→ Work required
Bring together copies of the lines in the data below that contain the word "instance".

[Collected data entries]
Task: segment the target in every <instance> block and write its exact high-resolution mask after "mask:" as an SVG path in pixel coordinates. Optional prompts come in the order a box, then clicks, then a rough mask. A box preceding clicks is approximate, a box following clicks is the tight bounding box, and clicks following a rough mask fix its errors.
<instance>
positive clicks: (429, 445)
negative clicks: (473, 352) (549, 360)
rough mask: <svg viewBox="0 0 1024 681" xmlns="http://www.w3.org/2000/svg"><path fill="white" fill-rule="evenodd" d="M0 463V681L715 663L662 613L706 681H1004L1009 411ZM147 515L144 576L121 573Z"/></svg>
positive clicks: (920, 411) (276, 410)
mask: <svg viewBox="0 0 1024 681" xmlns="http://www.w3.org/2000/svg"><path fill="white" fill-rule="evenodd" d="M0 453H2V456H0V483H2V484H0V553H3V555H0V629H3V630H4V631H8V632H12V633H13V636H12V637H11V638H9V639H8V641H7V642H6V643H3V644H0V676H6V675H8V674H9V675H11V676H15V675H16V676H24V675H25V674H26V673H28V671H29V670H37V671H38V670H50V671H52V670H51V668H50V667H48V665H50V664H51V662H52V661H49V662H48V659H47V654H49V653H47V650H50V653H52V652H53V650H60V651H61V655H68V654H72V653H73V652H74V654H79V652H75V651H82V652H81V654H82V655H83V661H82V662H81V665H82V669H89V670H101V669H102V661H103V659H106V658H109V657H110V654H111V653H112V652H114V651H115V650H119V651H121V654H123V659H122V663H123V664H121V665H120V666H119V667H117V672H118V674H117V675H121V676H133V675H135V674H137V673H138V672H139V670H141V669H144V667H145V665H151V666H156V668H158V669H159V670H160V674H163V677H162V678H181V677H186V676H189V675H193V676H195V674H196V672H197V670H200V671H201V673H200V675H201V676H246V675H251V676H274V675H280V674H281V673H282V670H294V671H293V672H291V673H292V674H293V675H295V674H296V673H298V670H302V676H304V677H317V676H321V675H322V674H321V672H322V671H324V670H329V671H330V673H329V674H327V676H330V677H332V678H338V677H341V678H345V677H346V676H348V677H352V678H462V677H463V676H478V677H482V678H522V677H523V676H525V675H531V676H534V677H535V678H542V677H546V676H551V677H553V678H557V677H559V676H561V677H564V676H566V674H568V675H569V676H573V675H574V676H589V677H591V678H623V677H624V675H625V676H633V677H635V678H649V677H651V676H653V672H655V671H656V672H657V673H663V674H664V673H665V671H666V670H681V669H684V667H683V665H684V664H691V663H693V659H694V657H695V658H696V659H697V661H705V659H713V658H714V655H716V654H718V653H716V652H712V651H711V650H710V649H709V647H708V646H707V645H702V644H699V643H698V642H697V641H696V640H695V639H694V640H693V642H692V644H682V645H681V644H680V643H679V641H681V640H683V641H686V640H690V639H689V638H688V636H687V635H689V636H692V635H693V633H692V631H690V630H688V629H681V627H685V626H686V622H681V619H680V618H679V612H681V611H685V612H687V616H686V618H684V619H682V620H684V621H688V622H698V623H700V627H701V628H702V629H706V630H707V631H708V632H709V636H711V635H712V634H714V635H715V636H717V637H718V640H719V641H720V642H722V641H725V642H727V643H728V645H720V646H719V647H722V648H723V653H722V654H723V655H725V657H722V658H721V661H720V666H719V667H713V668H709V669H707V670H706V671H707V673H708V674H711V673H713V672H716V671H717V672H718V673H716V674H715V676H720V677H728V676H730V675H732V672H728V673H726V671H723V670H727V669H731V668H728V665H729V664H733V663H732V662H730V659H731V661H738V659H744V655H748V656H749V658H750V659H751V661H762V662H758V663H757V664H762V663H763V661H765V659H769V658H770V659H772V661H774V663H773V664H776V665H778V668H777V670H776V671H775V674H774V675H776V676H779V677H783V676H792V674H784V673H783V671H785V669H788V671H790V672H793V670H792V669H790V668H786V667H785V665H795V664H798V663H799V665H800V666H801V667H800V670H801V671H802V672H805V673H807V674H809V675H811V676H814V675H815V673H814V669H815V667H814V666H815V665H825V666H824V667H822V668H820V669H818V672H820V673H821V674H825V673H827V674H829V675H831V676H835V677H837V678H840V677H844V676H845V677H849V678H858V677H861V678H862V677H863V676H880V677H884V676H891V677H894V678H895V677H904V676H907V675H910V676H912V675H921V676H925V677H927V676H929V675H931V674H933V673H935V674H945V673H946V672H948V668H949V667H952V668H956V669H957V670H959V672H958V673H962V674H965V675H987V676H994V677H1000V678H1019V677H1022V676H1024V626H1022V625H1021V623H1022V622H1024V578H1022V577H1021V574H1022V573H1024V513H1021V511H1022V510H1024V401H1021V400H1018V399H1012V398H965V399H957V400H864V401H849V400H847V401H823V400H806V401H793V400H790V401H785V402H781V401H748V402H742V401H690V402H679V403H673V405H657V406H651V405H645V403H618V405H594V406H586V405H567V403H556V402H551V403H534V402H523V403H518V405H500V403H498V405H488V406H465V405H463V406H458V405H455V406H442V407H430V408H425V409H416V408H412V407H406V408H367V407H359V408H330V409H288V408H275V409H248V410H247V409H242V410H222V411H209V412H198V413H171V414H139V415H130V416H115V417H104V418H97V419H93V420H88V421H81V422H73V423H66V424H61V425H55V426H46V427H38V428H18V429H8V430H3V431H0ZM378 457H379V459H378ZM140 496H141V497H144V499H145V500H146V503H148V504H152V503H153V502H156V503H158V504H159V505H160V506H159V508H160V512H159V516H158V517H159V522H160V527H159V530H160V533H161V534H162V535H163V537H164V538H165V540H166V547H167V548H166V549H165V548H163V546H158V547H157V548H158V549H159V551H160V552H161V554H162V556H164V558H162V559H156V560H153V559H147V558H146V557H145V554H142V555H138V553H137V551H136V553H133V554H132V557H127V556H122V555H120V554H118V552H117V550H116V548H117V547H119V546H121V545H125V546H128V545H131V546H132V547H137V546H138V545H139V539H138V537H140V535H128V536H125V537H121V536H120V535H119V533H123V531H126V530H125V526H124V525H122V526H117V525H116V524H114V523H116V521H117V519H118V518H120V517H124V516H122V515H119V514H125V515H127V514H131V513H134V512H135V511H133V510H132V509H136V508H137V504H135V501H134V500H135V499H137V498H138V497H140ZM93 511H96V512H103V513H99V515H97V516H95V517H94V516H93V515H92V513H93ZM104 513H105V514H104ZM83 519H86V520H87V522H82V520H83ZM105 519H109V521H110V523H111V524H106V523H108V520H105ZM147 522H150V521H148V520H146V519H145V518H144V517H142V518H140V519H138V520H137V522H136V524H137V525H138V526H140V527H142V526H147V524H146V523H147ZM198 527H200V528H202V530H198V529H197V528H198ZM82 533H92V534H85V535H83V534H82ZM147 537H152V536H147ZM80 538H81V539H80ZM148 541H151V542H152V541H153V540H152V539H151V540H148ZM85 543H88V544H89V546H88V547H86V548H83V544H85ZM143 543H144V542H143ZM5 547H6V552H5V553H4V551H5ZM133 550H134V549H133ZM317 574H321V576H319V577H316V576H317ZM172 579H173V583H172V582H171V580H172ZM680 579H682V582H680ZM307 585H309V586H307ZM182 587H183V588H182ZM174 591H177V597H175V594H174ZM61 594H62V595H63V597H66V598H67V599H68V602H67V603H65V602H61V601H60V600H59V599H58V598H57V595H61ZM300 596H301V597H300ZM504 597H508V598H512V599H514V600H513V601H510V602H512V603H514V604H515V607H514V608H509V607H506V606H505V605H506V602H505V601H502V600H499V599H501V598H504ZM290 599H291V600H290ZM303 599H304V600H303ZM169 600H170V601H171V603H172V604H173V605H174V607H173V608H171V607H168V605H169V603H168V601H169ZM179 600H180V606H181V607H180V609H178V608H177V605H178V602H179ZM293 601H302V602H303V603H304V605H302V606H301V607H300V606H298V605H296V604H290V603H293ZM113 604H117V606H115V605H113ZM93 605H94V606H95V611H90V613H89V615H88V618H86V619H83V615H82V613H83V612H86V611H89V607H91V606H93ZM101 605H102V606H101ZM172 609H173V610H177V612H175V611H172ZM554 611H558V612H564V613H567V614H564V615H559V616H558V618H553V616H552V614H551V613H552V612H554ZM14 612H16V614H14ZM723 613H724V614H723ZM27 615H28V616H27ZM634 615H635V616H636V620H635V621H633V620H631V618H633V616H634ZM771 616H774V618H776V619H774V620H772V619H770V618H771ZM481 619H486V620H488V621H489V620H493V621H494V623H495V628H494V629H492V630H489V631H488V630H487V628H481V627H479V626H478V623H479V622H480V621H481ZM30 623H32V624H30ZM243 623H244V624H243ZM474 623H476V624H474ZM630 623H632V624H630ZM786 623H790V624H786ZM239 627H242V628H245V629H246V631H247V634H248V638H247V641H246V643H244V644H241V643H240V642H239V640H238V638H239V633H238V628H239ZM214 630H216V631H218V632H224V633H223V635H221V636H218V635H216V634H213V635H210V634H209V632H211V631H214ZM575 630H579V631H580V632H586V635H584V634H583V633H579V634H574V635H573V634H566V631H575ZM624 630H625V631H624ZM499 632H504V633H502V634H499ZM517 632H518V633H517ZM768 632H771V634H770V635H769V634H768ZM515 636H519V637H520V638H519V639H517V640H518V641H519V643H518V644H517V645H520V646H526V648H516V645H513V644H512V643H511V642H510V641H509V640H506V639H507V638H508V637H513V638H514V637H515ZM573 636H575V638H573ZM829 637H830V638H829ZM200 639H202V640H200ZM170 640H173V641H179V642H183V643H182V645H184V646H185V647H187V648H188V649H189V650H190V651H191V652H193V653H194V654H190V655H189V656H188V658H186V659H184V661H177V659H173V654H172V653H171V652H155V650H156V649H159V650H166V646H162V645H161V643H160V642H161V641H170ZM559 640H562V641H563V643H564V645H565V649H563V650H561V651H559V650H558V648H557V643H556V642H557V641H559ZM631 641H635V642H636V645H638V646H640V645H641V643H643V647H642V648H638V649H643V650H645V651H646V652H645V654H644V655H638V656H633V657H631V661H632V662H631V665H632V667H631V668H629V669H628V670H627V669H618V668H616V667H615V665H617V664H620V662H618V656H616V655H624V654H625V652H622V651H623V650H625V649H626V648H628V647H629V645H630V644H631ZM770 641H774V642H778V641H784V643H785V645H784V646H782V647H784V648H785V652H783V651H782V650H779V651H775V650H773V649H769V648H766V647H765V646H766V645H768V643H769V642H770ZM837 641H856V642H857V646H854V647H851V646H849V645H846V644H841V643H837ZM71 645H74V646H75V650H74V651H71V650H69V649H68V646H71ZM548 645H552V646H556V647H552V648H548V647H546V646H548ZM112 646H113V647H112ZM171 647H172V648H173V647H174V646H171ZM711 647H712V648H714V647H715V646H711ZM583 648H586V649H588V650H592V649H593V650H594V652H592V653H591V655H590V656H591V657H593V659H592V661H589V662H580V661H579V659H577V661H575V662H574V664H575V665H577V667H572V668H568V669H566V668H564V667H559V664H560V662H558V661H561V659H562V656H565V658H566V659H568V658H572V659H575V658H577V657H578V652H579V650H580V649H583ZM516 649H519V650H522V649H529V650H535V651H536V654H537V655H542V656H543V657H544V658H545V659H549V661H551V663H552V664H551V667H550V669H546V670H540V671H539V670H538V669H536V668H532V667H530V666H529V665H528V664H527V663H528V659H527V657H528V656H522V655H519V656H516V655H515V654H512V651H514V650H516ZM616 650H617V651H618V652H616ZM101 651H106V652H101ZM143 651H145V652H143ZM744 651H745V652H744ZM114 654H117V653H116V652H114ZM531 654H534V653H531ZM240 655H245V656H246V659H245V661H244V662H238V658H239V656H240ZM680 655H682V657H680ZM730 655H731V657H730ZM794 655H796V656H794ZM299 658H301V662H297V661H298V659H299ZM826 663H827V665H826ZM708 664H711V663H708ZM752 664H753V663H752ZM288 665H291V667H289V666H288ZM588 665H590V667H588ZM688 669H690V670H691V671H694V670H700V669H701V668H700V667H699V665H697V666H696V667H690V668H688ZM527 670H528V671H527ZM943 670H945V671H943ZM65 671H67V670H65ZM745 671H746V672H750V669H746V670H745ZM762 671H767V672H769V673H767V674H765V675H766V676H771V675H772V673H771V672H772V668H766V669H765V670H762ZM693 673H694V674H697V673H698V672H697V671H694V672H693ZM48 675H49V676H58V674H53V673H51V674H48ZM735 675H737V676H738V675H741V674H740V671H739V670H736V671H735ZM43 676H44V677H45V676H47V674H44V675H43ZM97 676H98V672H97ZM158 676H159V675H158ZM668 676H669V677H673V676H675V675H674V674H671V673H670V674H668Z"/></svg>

→ Task result
Task: segment the target in every <instance> block and write its exact high-resolution mask after "mask:" as an SVG path in pixel coordinates. Optional prompts come in the order a box, then clicks, then a rough mask. A box preceding clicks is approximate, a box following clicks is the tight bounding box, and clicks following a rough mask fix its errors.
<instance>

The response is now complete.